## Extract:
⁂
Passer au contenu
  Team SemLIS  

[PhD] Geopalis : Exploration of patterns extracted with data mining techniques from relational and geographical data.

Supervisors :  Peggy Cellier, Olivier Ridoux, Sébastien Ferré.

funding: University Rennes 1, allocated October 1st, 2012, not available any more

    Data mining techniques are used in order to discover emerging knowledge (patterns) in databases [1].
The problem of such techniques is that there are, in general, too many resulting patterns for a user to
explore them all by hand. Some methods try to reduce the number of patterns without a priori pruning,
for example condensed representation [2,3] or constraints [4]. The number of patterns remains,
nevertheless, high. Other approaches, based on a total ranking, propose to show to a user the top-k
patterns with respect to a specific measure. However, those methods do not take into account the
user's knowledge and the dependencies that exist between patterns. In recent work [5], we have
proposed an application of Logical Concept Analysis (LCA) [6] to build a generic framework to explore
patterns extracted by data mining techniques. The framework is based on a data structure which
organizes the set of patterns, and provides operations on that structure, namely navigation in the set of
patterns, selection of patterns of interest and pruning off patterns without interest. The data structure
exploits the fact that patterns are naturally partially ordered. Users can thus benefit from their
background knowledge to navigate through the patterns until their goal(s) have been reached, without
a priori pruning.
    The subject of the PhD is the exploration of patterns extracted with data mining techniques from data
that are represented in a semantic web format. Close to problems addressed by Inductive Databases
(IDB) [7], an expected goal is the definition of a method to help a user to explore relevant patterns
directly from relational data by computing patterns on demand. The approach will be adapted to treat
geographical data, for example GPS track logs in order to discover behavior patterns. The work will be
led in collaboration with Erwan Quesseveur, a researcher in geography from University of Rennes 2.

[1] U. M. Fayyad, G. Piatetsky-Shapiro, and P. Smyth. From data mining to knowledge discovery: an
overview. In Advances in knowledge discovery and data mining. American Association for Artificial
Intelligence, 1996.
[2] N. Pasquier, Y. Bastide, R. Taouil, and L. Lakhal. Discovering frequent closed itemsets for
association rules. In Int. Conf. on Database Theory, pages 398–416. Springer-Verlag, 1999.
[3] M. Plantevit and B. Crémilleux. Condensed representation of sequential patterns according to
frequency-based measures. In Int. Symp. on Advances in Intelligent Data Analysis, LNCS(5772).
Springer, 2009.
[4] J. Pei, J. Han, and L. V. S. Lakshmanan. Mining frequent itemsets with convertible constraints. In
Int. Conf. on Data Engineering. IEE computer society, 2001.
[5] P. Cellier, S. Ferré, M. Ducassé, and T. Charnois. Partial orders and logical concept analysis to
explore patterns extracted by data mining.In Int. Conf. on Conceptual Structures, LNCS : Springer,
2011
[6] S. Ferré and O. Ridoux. An introduction to logical information systems. Information Processing &
Management, 40(3):383–419, Elsevier, 2004.
[7] T. Imielinski et H. Mannila. A database perspective on knowledge discovery. Communications of
The ACM, 39 :58–64, 1996.
⁂
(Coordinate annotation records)
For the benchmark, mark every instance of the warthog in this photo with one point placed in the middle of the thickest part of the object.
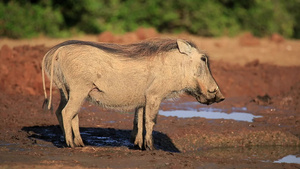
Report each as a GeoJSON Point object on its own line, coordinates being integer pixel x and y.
{"type": "Point", "coordinates": [135, 76]}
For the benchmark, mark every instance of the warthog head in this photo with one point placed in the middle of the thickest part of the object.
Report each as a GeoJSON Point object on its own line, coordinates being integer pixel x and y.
{"type": "Point", "coordinates": [204, 87]}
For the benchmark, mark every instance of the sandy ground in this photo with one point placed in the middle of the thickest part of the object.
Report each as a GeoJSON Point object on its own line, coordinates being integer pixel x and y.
{"type": "Point", "coordinates": [257, 76]}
⁂
## Instruction 1:
For each statement, say whether it agrees with the Geopalis description, answering yes or no and quoting the words that decide it: (a) The funding was allocated on October 1st, 2012. (b) The approaches based on a total ranking take the user's knowledge into account. (c) The geography researcher named as a collaborator is from University of Rennes 1.
## Instruction 2:
Reproduce a passage of the Geopalis description word for word: begin at the words "[2] N. Pasquier, Y." and stop after "398–416. Springer-Verlag, 1999.".
The records are not needed for any of this.

## Full answer 1:
(a) Yes: "allocated October 1st, 2012"
(b) No: "However, those methods do not take into account the user's knowledge and the dependencies that exist between patterns."
(c) No: "a researcher in geography from University of Rennes 2."

## Full answer 2:
[2] N. Pasquier, Y. Bastide, R. Taouil, and L. Lakhal. Discovering frequent closed itemsets for
association rules. In Int. Conf. on Database Theory, pages 398–416. Springer-Verlag, 1999.